BEGIN Data records
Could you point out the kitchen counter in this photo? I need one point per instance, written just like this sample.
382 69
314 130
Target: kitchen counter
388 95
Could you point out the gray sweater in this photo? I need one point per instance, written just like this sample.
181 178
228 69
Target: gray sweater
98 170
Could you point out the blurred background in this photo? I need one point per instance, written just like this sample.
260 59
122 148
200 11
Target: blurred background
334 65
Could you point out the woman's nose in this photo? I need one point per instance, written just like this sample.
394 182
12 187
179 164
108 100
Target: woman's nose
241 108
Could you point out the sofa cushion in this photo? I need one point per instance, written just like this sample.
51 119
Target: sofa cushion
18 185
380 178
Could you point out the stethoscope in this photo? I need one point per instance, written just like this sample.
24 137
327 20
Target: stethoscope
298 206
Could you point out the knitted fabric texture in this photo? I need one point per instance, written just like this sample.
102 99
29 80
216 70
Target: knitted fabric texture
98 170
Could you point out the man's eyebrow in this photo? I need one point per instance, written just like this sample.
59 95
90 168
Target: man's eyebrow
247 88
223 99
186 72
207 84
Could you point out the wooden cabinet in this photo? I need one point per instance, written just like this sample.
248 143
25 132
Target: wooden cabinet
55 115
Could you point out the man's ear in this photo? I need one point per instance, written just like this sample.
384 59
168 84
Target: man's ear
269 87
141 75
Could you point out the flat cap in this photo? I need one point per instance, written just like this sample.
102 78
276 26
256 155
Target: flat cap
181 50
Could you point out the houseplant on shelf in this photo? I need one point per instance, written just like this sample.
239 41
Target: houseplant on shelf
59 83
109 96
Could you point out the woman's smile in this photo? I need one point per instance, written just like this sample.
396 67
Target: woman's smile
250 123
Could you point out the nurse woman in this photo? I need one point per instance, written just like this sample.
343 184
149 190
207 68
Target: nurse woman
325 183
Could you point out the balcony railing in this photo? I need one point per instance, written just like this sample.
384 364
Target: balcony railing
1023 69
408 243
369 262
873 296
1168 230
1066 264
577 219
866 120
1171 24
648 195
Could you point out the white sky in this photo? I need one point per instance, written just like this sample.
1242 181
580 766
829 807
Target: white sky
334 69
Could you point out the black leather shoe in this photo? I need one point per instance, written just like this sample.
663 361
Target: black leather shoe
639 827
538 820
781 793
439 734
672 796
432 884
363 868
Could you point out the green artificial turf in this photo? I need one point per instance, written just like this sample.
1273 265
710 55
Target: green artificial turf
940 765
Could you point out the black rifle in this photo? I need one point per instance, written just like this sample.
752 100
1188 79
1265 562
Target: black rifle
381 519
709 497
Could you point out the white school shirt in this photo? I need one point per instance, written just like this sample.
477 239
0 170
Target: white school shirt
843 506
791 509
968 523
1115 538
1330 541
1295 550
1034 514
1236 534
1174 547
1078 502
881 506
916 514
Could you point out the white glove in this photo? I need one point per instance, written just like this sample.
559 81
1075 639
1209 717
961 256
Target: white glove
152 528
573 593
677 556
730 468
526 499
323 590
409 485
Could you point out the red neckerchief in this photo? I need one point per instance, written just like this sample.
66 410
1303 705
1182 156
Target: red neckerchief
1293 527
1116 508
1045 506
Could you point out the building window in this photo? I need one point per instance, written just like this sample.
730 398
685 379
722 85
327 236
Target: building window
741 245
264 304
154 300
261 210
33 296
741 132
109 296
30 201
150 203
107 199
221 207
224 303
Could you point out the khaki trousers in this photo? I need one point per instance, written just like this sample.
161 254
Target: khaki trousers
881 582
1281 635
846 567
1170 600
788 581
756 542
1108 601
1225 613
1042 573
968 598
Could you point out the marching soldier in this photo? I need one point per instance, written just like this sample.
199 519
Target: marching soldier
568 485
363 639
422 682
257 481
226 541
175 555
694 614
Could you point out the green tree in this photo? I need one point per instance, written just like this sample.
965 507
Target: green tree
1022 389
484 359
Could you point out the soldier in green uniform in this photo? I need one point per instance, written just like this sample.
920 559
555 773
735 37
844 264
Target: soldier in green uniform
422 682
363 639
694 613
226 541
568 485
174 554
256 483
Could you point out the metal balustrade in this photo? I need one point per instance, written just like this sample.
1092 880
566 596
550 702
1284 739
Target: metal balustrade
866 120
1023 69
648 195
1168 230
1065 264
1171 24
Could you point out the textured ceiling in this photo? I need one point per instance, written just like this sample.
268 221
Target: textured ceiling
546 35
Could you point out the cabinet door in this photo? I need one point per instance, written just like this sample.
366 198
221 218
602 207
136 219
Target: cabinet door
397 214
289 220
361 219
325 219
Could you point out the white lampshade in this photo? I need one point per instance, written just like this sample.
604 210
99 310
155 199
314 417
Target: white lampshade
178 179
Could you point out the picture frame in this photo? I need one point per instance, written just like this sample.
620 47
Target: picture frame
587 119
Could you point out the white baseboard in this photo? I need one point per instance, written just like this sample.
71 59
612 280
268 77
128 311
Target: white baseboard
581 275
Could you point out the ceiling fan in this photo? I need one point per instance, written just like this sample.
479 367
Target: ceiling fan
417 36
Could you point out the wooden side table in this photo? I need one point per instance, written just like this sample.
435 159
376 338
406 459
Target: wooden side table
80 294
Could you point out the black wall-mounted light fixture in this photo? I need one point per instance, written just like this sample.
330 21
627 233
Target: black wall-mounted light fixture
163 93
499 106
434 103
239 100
END Data records
_Required work_
All of the records must be repeated exactly.

_Solution to this task_
Could you point out the kitchen counter in this photo? I need one point per instance, written just like this sample.
382 69
314 130
Target: kitchen counter
388 95
Could you point out the gray sweater in this photo? I need one point per instance, written just like this sample.
181 178
228 69
Target: gray sweater
98 170
Could you point out the blurred background in this photo? I need one point per instance, written just like this sample.
260 59
122 148
200 11
Target: blurred background
334 65
Could you point out the woman's nose in this photo? I need one point per instance, written just like this sample.
394 182
12 187
179 164
108 100
Target: woman's nose
241 108
Could you point out the sofa cushion in this photo? I need one point per instance, written just like this sample.
51 119
Target: sofa cushion
18 185
380 178
Could you point out the stethoscope in this photo? I need one point per instance, written just like this sample.
24 137
327 20
Target: stethoscope
298 206
Could you point out the knitted fabric texture in this photo? I need one point per instance, written just like this sample.
102 99
29 80
216 70
Target: knitted fabric texture
98 170
Could you point out the man's eyebrow in this photo? I need one point per instance, written just like this sample.
59 95
90 168
Target: man's eyebrow
247 88
223 99
186 72
207 84
Could you point out the wooden cabinet in this photo? I need one point per instance, written just like this sample.
248 143
25 132
Target: wooden cabinet
55 115
Could you point out the man's ear in this photo? I need one point per instance, written just like this sample.
384 59
168 84
Target: man's ear
269 87
141 75
Could you point out the flat cap in this photo? I need one point per instance, written just like this sample.
102 78
276 26
256 155
Target: flat cap
181 50
Could you point out the houseplant on shelf in this photo? I need one point per instance, written just like this sample.
239 41
Target: houseplant on shelf
59 83
109 96
Could you point out the woman's smile in this photo? I need one point per instance, written just like this sample.
396 67
Target: woman's smile
250 123
Could you point out the nurse woman in this photo? I need one point per instance, written just like this sample.
343 184
149 190
207 68
Target: nurse woman
325 183
Could you point out the balcony railing in this photo? I need one point per instance, written just like this sample.
384 364
Target: balcony railing
1023 69
408 243
369 262
873 296
1168 230
1066 264
577 219
866 120
1171 24
648 195
Could you point out the white sky in this photo? I need one point per instance, written just like this sample.
1242 181
580 766
829 807
Target: white sky
334 69
Could you point out the black leather shoe in this photo? I need one point per instance, written just like this sample.
663 361
Target: black leather shoe
639 827
538 820
781 793
439 734
672 796
432 884
363 868
Could you point out the green artificial turf in this photo? I need one point per instance, written just like this sample.
1273 265
710 55
Target: green artificial turf
940 765
Could you point out the black rifle in this photo? I need one point per instance, written just like this sample.
752 100
1188 79
1265 562
Target: black rifle
381 519
709 497
Could you point out the white school shirt in this photo? I need one point per instance, written just like this sample.
477 239
0 170
Target: white school shirt
843 506
791 509
968 523
1115 538
1330 541
1295 550
1034 514
1236 534
1174 547
1078 502
881 506
916 514
Could you point out the white glove in this photo? I need one point per instance, written just like this sample.
559 81
1075 639
1209 717
961 256
Target: white glove
152 528
573 593
677 556
730 468
526 499
323 590
409 485
Could you point out the red neckerchief in this photo? I need one point per instance, written just like this sample.
66 410
1303 705
1182 156
Target: red neckerchief
1293 527
1116 508
1045 506
Could you point out the building window in this photo? I need one point per instance, written just like this sample.
730 398
685 379
722 85
327 236
Target: building window
741 245
264 304
154 300
261 210
33 296
741 132
109 296
30 201
150 203
107 199
221 207
224 303
Could you point out the khaki trousers in this photo? I need one point per instance, written just like this sample.
161 254
Target: khaki trousers
881 582
1281 635
846 567
1170 600
788 581
756 542
1108 601
1225 613
1042 573
968 598
Could you point out the marching soldier in this photo? I need one point per instance, written just like this sample.
199 519
Target: marching soldier
568 485
363 639
422 682
257 481
226 541
175 555
694 614
Could you point out the green tree in this photo? I need one point per instance, written just like this sample.
965 507
Target: green tree
1022 389
484 359
Could you point out the soldier in green uniform in this photo? I need one point per instance, written just like this sample.
920 559
555 773
735 37
844 264
Target: soldier in green uniform
422 682
363 639
694 613
226 541
568 485
174 554
256 483
Could you point out the metal balustrade in this photo? I need one point per instance, written just like this sample.
1092 880
566 596
550 702
1284 739
Target: metal balustrade
866 120
1023 69
648 195
1168 230
1065 264
1171 24
Could you point out the textured ceiling in this photo? I need one point per instance, written just like this sample.
268 221
Target: textured ceiling
546 35
Could you point out the cabinet door in this photo? I need one point per instance, written just like this sample.
366 198
221 218
602 207
136 219
Target: cabinet door
397 214
289 220
361 219
325 219
Could you point out the white lampshade in this photo? I need one point per instance, written just like this sample.
604 210
99 310
155 199
314 417
Target: white lampshade
178 179
Could you point out the picture frame in this photo? I need one point per instance, written just like this sample.
620 47
Target: picture frame
587 119
Could you point out the white baseboard in this photo? I need one point per instance, written just like this sample.
71 59
612 280
268 77
128 311
Target: white baseboard
581 275
Could you point out the ceiling fan in this photo? I need one point per instance, written just like this sample.
479 367
Target: ceiling fan
417 36
Could you point out the wooden side table in this photo? I need one point per instance, written just like this sample.
435 159
376 338
406 459
Target: wooden side table
80 294
Could you point out the black wall-mounted light fixture in this photo? I need one point per instance, written just like this sample.
330 21
627 233
Target: black wall-mounted light fixture
163 93
499 106
434 103
239 100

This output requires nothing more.